-- SET PROBLEM --
Copy every row below word for word, but leave the pictures out.

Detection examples
>>>>>
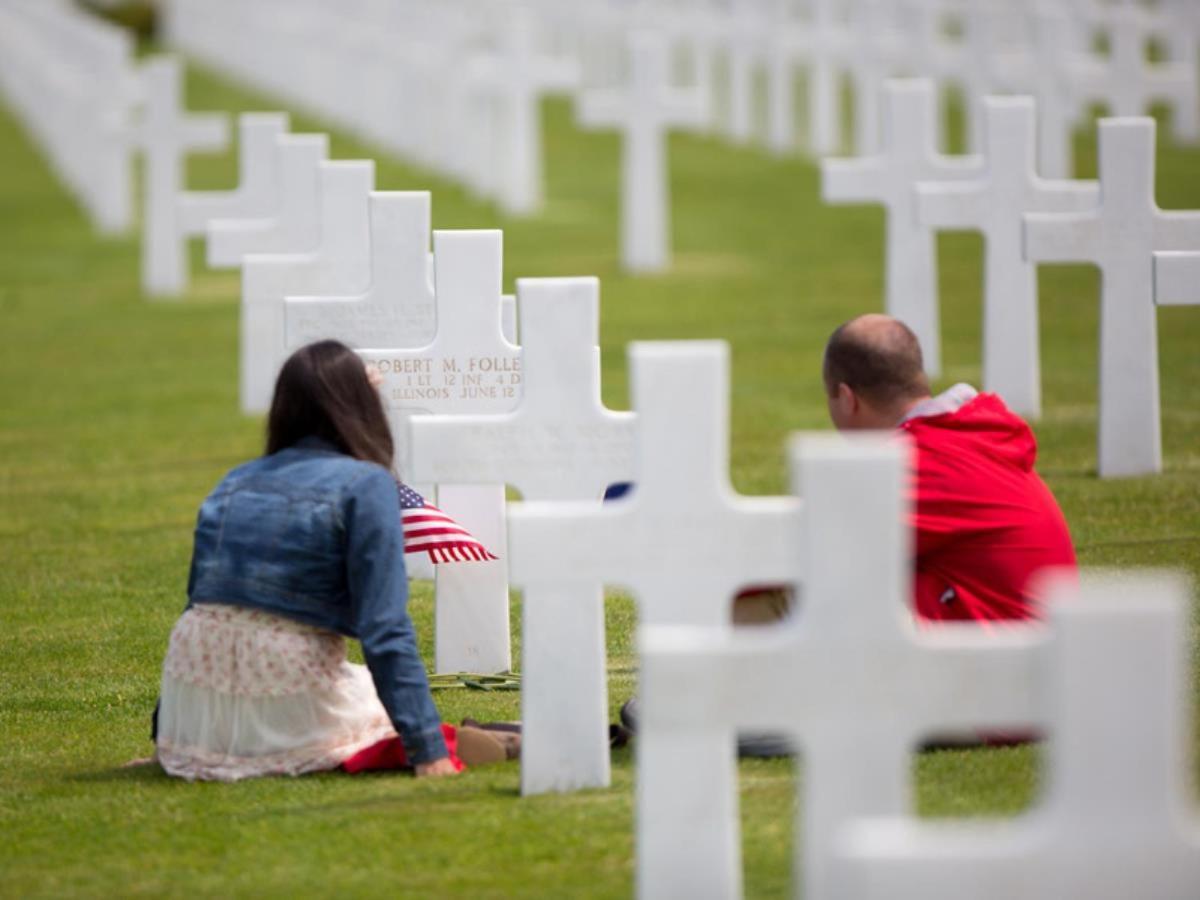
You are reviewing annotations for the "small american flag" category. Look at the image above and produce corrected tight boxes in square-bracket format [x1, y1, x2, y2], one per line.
[396, 481, 497, 564]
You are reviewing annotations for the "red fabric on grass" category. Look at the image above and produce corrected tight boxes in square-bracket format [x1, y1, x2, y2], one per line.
[900, 394, 1076, 620]
[342, 722, 467, 775]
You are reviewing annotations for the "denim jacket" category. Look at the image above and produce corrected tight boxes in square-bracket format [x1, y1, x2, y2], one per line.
[187, 438, 446, 763]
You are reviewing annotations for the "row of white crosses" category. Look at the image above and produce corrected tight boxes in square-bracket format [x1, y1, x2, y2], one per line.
[0, 0, 137, 234]
[822, 80, 1200, 476]
[160, 0, 577, 216]
[484, 336, 1200, 899]
[0, 0, 243, 264]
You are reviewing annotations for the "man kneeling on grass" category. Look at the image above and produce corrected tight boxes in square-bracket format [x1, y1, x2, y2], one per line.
[622, 314, 1075, 756]
[823, 314, 1075, 620]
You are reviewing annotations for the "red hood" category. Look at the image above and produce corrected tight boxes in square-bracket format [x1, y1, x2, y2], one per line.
[900, 394, 1038, 472]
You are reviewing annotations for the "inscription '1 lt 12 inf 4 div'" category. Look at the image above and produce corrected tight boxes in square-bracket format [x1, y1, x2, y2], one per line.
[374, 356, 521, 402]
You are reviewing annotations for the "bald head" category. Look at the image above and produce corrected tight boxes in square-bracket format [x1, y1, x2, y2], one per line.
[823, 313, 929, 427]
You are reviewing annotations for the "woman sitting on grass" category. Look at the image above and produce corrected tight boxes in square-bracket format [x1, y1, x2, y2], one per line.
[156, 341, 505, 781]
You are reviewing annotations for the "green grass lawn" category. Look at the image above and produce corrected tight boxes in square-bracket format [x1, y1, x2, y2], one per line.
[0, 54, 1200, 898]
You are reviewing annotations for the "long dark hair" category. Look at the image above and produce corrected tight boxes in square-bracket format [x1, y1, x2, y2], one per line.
<<<<<
-- WRITTEN ANSWER --
You are reviewing annotations for the "small american flag" category. Look at the image above and produce corrected tight boxes in square-bracket format [x1, y1, x2, y2], one per line.
[396, 481, 497, 564]
You are reviewing annotations for the "red fabric on grass" category. Look at the image above and produce corrected tight boxes in square-bracket format [x1, y1, x2, y2], one per line.
[900, 394, 1076, 620]
[342, 722, 467, 775]
You are reviewing annotations for the "denim jacket" category. Look at the image above and produce corrected tight boxes in square-bracket format [x1, y1, x2, y2], one per line.
[187, 438, 446, 763]
You are reviewing annotations for the "row of white crosses" category. Look at the image above and produce corrected tight boxes in square-bracket format [x1, y1, x2, y2], one per line.
[0, 0, 137, 234]
[822, 80, 1200, 476]
[160, 0, 577, 216]
[484, 336, 1200, 899]
[0, 0, 243, 264]
You are reviewing annotations for the "man kneeling on grass" category. Look at the image above and produce corrected tight boxes in square-bracket format [x1, y1, x2, y2], one per line.
[622, 314, 1075, 756]
[823, 314, 1075, 620]
You are reviewing annotations for the "red hood" category. Look at the image above and produce corrected tight boxes in square-bracket format [x1, y1, x2, y2], one per line.
[900, 394, 1038, 472]
You are reviewing annotations for the "inscription '1 lt 12 inf 4 div'" category. Look at the image above and produce corrected tight boxes in square-bracket format [x1, y1, x2, y2], one per line.
[374, 356, 521, 402]
You are reviewing annotations for the "bald head" category. Look at the image above and produce corrected tight boxes in square-bracket format [x1, y1, x2, y2], one per line.
[823, 313, 929, 427]
You are reviewing annotations for the "woman sitting on grass" category. Look at the image above and produce corrected tight boxes in square-bracket format [x1, y1, x2, y2], one per line.
[156, 341, 505, 781]
You are reviewing annotations for the "green grass lawn" category. Look at the image above and produce corrected tight boxes in square-bracket format [x1, y1, x2, y2], one per line.
[0, 54, 1200, 898]
You are reviewing annotations for the "long dark hair" category. Look at the image above and produce corrected tight boxes in square-bracket format [x1, y1, x2, y2], one per line.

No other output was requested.